Direction 1>
Copy the passage on gold and token money word for word from "Historically the gold" to "employment were disruptive.".
Direction 2>
Answer these questions using the passage on gold and token money.
(a) How were trade surpluses settled under the gold standard?
(b) What arrived along with token money?
(c) What document did a goldsmith give a borrower when token money was created?

* BEGIN Extract provided *

Historically the gold standard also had the advantage of providing an international money. Trade deficits were settled by paying gold; surpluses by receiving gold. But since gold was also national money, the money supply in the deficit country went down, and in the surplus country went up. Consequently the price level and employment declined in the deficit country (stimulating exports and discouraging imports) and rose in the surplus country (discouraging exports and stimulating imports), tending to restore balanced trade. Trade imbalances were self-correcting, and if we remember that gold, the balancing item, was itself a commodity, we might even say imbalances were nonexistent. But of course the associated increases and decreases in the national price levels and employment were disruptive.
2. Token money would function pretty much like the gold standard if there were a one-to-one relation between gold and tokens issued. But with token money came fractional reserve banking. Goldsmiths used to loan gold to people, but gold is heavy stuff and awkward to carry around. Token money was created when a goldsmith gave a borrower a document entitling the bearer to a stated quantity of gold. If the goldsmith were widely trusted, the token would circulate with the same value as the gold it represented.

* END Extract provided *
* BEGIN Material *

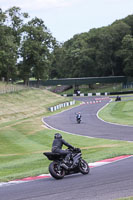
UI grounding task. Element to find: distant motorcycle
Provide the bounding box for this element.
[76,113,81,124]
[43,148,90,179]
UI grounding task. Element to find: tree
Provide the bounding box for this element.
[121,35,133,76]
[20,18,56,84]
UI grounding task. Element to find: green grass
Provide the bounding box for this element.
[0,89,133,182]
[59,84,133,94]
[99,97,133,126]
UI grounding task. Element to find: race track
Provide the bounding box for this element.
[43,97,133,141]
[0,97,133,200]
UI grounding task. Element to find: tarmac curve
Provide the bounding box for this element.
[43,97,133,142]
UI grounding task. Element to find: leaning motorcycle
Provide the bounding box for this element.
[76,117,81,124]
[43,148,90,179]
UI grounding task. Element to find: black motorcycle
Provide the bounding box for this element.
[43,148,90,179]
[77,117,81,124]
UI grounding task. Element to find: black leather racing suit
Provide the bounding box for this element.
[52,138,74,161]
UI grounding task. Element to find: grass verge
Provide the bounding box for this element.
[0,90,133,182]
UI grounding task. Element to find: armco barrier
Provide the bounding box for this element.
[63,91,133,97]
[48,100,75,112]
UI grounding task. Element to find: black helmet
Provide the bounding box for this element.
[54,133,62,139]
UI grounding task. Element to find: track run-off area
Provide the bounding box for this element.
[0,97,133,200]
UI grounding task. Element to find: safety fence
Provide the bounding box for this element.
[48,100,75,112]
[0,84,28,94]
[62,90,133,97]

* END Material *
* BEGIN Material *

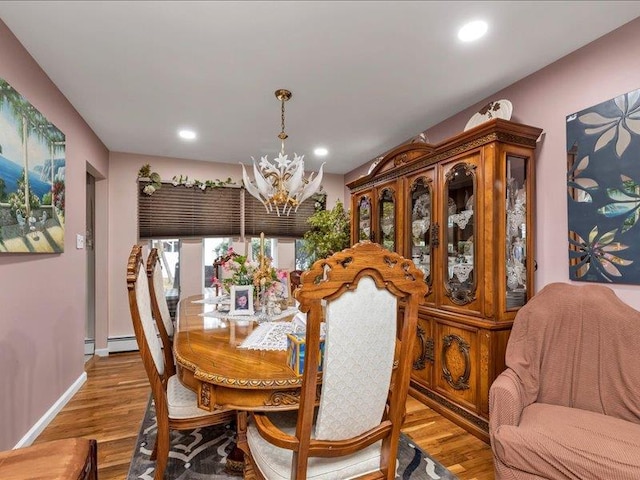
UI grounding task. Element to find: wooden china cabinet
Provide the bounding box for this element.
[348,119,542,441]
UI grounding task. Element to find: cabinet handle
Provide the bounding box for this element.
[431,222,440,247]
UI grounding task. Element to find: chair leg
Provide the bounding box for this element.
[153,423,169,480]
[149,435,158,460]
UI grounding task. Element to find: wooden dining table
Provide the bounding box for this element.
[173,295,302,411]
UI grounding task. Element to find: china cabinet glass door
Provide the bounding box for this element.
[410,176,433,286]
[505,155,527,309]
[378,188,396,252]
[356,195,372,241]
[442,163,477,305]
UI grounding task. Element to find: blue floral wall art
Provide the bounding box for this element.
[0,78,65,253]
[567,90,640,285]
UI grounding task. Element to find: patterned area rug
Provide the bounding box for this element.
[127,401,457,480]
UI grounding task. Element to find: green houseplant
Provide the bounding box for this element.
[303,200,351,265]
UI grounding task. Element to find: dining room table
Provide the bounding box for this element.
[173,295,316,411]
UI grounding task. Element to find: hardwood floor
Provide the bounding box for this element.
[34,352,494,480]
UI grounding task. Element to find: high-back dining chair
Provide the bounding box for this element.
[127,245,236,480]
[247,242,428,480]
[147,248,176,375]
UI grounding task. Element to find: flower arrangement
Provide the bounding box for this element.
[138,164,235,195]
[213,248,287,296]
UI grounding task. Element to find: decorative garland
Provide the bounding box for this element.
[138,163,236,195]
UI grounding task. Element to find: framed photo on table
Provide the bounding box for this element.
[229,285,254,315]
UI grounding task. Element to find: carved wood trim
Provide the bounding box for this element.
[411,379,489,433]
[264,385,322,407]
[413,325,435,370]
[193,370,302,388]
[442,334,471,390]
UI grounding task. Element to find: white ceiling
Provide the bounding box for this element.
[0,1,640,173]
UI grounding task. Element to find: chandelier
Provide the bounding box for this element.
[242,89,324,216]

* END Material *
* BEGIN Material *

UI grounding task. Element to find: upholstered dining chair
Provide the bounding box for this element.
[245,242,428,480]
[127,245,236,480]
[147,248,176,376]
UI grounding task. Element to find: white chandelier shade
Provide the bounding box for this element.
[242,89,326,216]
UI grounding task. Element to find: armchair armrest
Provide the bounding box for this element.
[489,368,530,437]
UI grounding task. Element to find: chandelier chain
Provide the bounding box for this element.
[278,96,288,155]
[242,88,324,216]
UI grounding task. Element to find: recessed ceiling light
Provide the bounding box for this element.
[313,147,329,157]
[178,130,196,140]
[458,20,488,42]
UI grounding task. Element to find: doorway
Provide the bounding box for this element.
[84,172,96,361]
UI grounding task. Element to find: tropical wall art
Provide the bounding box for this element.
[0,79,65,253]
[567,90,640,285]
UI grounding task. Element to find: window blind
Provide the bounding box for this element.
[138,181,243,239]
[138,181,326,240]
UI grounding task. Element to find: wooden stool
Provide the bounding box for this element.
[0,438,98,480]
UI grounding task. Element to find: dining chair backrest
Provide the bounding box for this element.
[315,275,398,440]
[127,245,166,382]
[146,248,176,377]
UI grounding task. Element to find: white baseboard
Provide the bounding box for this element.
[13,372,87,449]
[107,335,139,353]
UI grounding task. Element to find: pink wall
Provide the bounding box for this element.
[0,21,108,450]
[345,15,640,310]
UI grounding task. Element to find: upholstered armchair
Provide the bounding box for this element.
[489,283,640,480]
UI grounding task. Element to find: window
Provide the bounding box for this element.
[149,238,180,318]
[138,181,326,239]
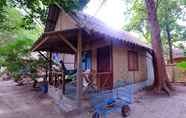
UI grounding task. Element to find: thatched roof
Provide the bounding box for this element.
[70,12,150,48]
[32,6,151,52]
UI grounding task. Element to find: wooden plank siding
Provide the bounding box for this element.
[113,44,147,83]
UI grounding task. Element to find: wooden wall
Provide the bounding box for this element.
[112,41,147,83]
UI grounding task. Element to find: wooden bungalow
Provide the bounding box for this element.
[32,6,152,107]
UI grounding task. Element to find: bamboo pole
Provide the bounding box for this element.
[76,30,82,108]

* END Material *

Written answer 1>
Historically the gold standard also had the advantage of providing an international money. Trade deficits were settled by paying gold; surpluses by receiving gold. But since gold was also national money, the money supply in the deficit country went down, and in the surplus country went up. Consequently the price level and employment declined in the deficit country (stimulating exports and discouraging imports) and rose in the surplus country (discouraging exports and stimulating imports), tending to restore balanced trade. Trade imbalances were self-correcting, and if we remember that gold, the balancing item, was itself a commodity, we might even say imbalances were nonexistent. But of course the associated increases and decreases in the national price levels and employment were disruptive.

Written answer 2>
(a) By receiving gold.
(b) Fractional reserve banking.
(c) A document entitling the bearer to a stated quantity of gold.